• _Extract to read_
#####

RFC (HekaFS): improved replication

Jeff Darcy <jdarcy@xxxxxxxxxx> · Wed, 14 Sep 2011 11:06:26 -0400

John Mark Walker asked me to re-post this here as well as on cloudfs-devel.
Feedback is most welcome, but please be aware that some discussion has already
occurred there.  Here's the archive link to see the early discussion.

https://fedorahosted.org/pipermail/cloudfs-devel/2011-September/000148.html

= HekaFS Improved Replication =

== Background and Requirements ==

One of the most serious internal complaints about GlusterFS is performance for
small synchronous requests when using their filesystem-level replication (AFR).
This problem particularly afflicts virtual-machine-image and database
workloads, reducing performance to about a third of what it "should" be
(compared on a per-server basis to NFS on the same hardware).  The fundamental
problem is that the AFR approach to making writes crash-proof involves the
following operations:

	1. Lock on the primary (first) server
	2. Record operation-pending state (using extended attributes) on all
	   servers
	3. Issue write to all servers
	4. As writes complete, update operation-pending state on other servers
	5. Unlock on primary server

Even with some operations in parallel, this requires a minimum of five network
round trips to/from the primary server - possibly more as step 4 might be
repeated if there are more than two replicas.  Even with pending changes to
AFR, such as coalescing step 4 updates, AFR's per-request latency is likely to
remain terrible.

Externally, users seem to focus on a different problem: the timeliness and
observability of replica repair after a server has failed and been
restored[1][2].  AFR was built on the assumption that on-demand repair of
individual files or directories as they're accessed would be sufficient.  The
message from users ever since has been unequivocal: leaving unknown numbers of
unrepaired files vulnerable to a second failure for an indefinite period is
unacceptable.  These users require immediate repair with explicit notification
of return to a fully protected state, but here they run into a second snag: the
time required to do a full xattr scan of a multi-terabyte filesystem through a
single node is also unacceptable.  Patches were submitted almost a year ago[3]
to implement precise recovery by maintaining a list of files that are partially
written and might therefore require repair, but those have never been adopted.
The recently introduced "proactive self heal" functionality is only slightly
better.  It is triggered automatically and runs inside one of the server
daemons - avoiding many machine to machine and user to kernel round trips - but
it's still single-threaded and drags all data through one server that might be
neither source nor destination.  Worse, if a second failure occurs while the
lengthy repair process for a previous failure is still ongoing, a new repair
cycle will be scheduled but might not even start for days while the previous
repair scans millions of perfectly healthy files.

The primary requirements, therefore, are:

	* Improve performance for synchronous small requests

	* Provide efficient "minimal" replica repair with a positive indication
	  of replica status

In addition to these requirements, compatibility with planned enhancements to
distribution and wide-area replication would also be highly desirable.

#####

• _Data records_
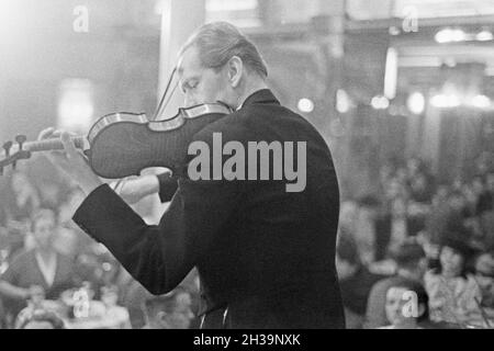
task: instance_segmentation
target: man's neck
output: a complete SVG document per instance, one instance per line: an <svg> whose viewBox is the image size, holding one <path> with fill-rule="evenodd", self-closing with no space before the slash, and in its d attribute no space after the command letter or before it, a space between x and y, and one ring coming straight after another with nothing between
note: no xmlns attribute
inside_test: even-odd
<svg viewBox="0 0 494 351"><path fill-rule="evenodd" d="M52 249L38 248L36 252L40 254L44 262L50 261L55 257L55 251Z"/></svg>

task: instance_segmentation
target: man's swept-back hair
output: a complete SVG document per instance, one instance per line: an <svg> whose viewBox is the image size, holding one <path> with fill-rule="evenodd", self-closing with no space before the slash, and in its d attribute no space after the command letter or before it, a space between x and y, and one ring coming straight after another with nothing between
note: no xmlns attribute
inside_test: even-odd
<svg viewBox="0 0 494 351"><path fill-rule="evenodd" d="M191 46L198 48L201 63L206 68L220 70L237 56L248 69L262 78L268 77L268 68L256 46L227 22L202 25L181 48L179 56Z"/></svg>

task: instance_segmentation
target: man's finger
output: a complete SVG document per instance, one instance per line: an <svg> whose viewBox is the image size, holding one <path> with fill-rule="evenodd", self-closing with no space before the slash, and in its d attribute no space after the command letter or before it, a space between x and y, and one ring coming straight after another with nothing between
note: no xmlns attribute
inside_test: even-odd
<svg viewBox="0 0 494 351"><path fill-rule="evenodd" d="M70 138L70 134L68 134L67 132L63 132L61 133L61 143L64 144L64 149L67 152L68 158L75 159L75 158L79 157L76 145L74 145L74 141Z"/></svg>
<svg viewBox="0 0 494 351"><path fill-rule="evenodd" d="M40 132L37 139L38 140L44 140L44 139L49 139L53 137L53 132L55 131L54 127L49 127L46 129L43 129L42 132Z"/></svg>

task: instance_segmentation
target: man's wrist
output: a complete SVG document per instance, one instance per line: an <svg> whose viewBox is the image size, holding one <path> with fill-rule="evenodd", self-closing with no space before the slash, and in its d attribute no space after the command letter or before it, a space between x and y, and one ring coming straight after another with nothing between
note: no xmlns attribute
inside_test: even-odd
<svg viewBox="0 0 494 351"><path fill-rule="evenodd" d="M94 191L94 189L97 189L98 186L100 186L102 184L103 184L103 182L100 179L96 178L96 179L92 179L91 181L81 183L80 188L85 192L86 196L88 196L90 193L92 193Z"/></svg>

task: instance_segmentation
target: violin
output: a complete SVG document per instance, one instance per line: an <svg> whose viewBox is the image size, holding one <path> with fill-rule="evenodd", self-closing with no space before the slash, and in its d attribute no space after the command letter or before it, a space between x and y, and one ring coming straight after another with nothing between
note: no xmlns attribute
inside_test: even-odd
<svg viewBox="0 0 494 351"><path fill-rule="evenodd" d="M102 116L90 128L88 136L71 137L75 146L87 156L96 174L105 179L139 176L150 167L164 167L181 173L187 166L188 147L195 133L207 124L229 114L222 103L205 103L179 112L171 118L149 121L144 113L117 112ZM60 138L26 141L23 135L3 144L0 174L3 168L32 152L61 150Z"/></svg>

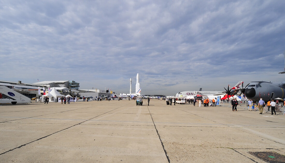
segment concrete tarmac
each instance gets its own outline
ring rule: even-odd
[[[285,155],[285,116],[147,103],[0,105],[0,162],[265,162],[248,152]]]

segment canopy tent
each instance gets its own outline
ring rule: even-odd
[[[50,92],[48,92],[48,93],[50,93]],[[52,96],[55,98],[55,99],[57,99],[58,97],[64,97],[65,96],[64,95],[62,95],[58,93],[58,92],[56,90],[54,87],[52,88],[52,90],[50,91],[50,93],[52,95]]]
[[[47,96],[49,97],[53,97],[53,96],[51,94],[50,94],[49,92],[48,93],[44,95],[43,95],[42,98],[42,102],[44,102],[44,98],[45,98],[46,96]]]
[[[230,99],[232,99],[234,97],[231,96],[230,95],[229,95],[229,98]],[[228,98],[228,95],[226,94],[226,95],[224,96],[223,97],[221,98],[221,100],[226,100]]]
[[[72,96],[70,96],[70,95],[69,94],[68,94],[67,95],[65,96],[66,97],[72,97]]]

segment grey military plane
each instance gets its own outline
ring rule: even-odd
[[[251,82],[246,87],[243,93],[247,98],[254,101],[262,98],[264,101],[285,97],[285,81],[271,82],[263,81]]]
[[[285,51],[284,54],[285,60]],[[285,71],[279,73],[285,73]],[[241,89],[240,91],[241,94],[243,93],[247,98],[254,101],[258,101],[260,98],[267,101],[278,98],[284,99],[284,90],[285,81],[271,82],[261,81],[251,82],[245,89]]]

#####

• _Written problem 1_
Extract the part of the replication RFC that opens with the words containing "Jeff Darcy <jdarcy@xxxxxxxxxx>" and closes with "the early discussion.".
• _Written problem 2_
Copy, unchanged, the part of the records that opens with the line containing "segment canopy tent" and runs through the end of the records.
The replication RFC and the records have nothing to do with each other.

• _Complete answer 1_
Jeff Darcy <jdarcy@xxxxxxxxxx> · Wed, 14 Sep 2011 11:06:26 -0400

John Mark Walker asked me to re-post this here as well as on cloudfs-devel.
Feedback is most welcome, but please be aware that some discussion has already
occurred there.  Here's the archive link to see the early discussion.

• _Complete answer 2_
segment canopy tent
each instance gets its own outline
ring rule: even-odd
[[[50,92],[48,92],[48,93],[50,93]],[[52,96],[55,98],[55,99],[57,99],[58,97],[64,97],[65,96],[64,95],[62,95],[58,93],[58,92],[56,90],[54,87],[52,88],[52,90],[50,91],[50,93],[52,95]]]
[[[47,96],[49,97],[53,97],[53,96],[51,94],[50,94],[49,92],[48,93],[44,95],[43,95],[42,98],[42,102],[44,102],[44,98],[45,98],[46,96]]]
[[[230,99],[232,99],[234,97],[231,96],[230,95],[229,95],[229,98]],[[228,98],[228,95],[226,94],[226,95],[224,96],[223,97],[221,98],[221,100],[226,100]]]
[[[72,96],[70,96],[70,95],[69,94],[68,94],[67,95],[65,96],[66,97],[72,97]]]

segment grey military plane
each instance gets its own outline
ring rule: even-odd
[[[251,82],[246,87],[243,93],[247,98],[254,101],[262,98],[264,101],[285,97],[285,81],[271,82],[263,81]]]
[[[285,51],[284,54],[285,60]],[[285,71],[279,73],[285,73]],[[241,89],[240,91],[241,94],[243,93],[247,98],[254,101],[258,101],[260,98],[267,101],[278,98],[284,99],[284,90],[285,81],[271,82],[261,81],[251,82],[245,89]]]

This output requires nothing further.